------ Extract to read ------

A Chance Encounter Inspires a Career in Care
Who was the woman in the blue scrubs? Sheyla Martinez ’22 never learned her name, but she did know her profession: registered nurse.
Her encounter with that woman in a hospital emergency room in Massachusetts several years ago proved to be a pivotal moment in a very personal journey that brought her to the DeSales University campus and gave her the courage to choreograph her own destiny. “That nurse changed my life,” Martinez says.
Even before she joined the DeSales community in Center Valley, Martinez knew what it was like to be a long way from home. She was 17 years old when her parents told her they were moving the family from their native Dominican Republic to the United States. Leaving the comforts of familiar surroundings and friends would be daunting to most young people, and Martinez was no different; she says she didn’t know what to expect: “It’s a different country, different culture, different language.”
Martinez and her family settled in Lawrence, Massachusetts, where she got a job at McDonald’s and was tasked with doing everything from taking orders to cleaning bathrooms. She knew she didn’t want to work in fast food forever, but she wasn’t sure what her next move should be. In the Dominican Republic, she had entertained the notion of working in the health care industry, but she didn’t know how to navigate the system of higher education in the United States. She began taking classes at a nearby community college to get acclimated. Then, she encountered the woman in blue scrubs.
When Martinez’s grandfather wasn’t feeling well, her family asked her—the only one among them who spoke English—to accompany him to the emergency room. It was Martinez’s first time in an American hospital. She immediately took notice of one of the employees—that woman in blue.
“I saw how caring she was with my grandpa,” Martinez says. “She was making sure he was comfortable. She was doing IV lines, giving him medications, explaining everything.” She noted that the woman’s nametag included the letters “RN.” A quick Google search informed her that she was dealing with a registered nurse. “That was when I decided, that was what I wanted to do,” Martinez says.
In the meantime, Martinez completed a phlebotomist and EKG technician program and got a job at Lawrence General Hospital in Massachusetts. She began applying to nursing schools when a friend suggested she look at DeSales University. Martinez’s gut reaction? No thanks. “It was too far from my family,” Martinez says. “I would have to leave them and my job.”
She applied, anyway, and when she learned she had been accepted to begin classes in the fall of 2019, she had a decision to make. She prayed on it and went to church. “I always say that one key to success in life is putting God first in everything you do,” Martinez says. “I asked, ‘Please God, if this is for me, let me do it. If not, take it out of the way.’”
She felt a sense of peace when a woman at church reminded her that God would always have her back. And so, Martinez decided to take a chance.

------ Recorded data ------

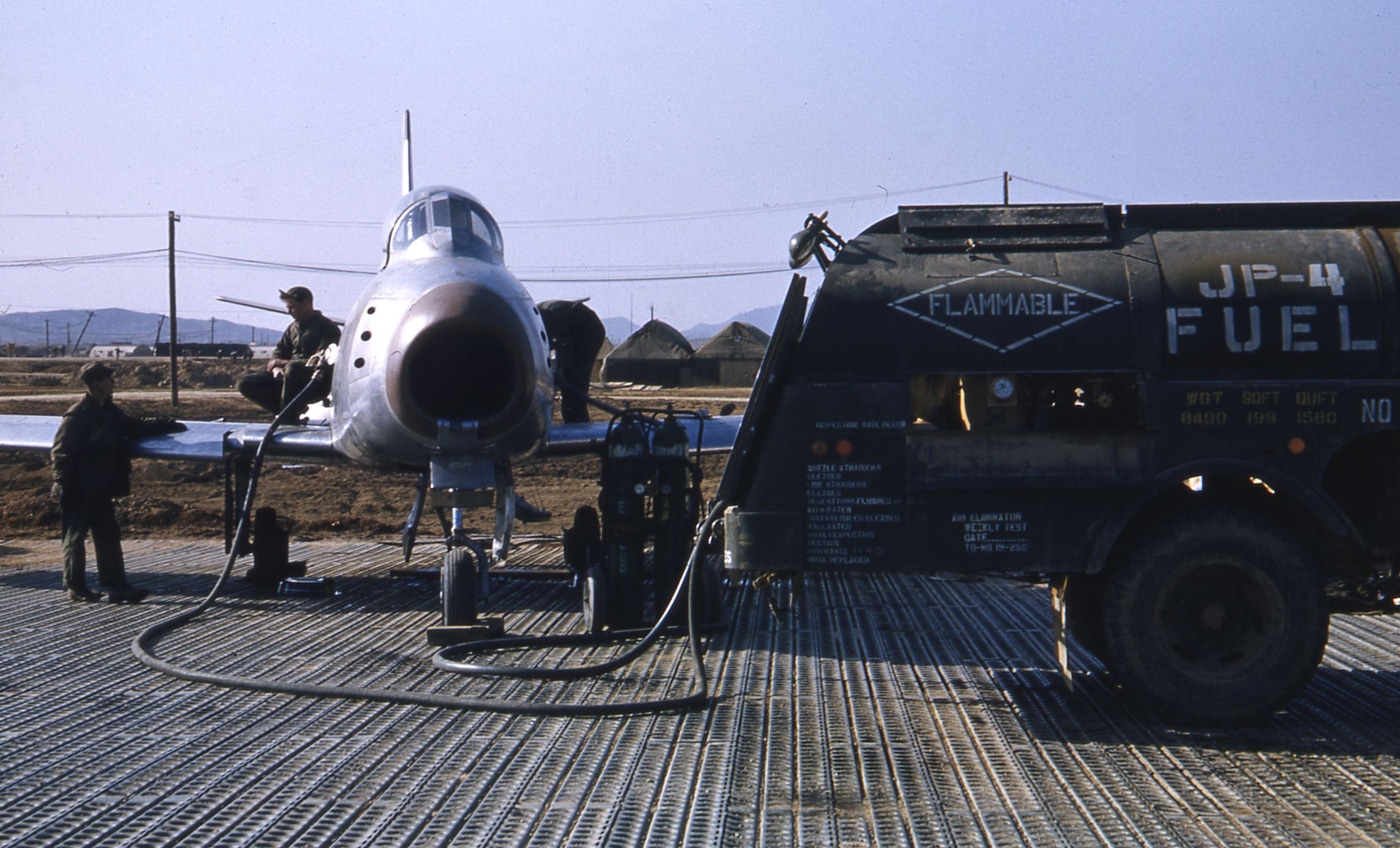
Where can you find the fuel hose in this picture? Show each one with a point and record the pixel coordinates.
(144, 642)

------

# Exercise directions
Answer these questions from the article about Sheyla Martinez above.
(a) How old was Martinez when her parents told her the family was moving to the United States?
(b) What letters did Martinez notice on the nurse's nametag?
(c) When was Martinez accepted to begin classes at DeSales University?

# Task solution
(a) She was 17.
(b) "RN."
(c) The fall of 2019.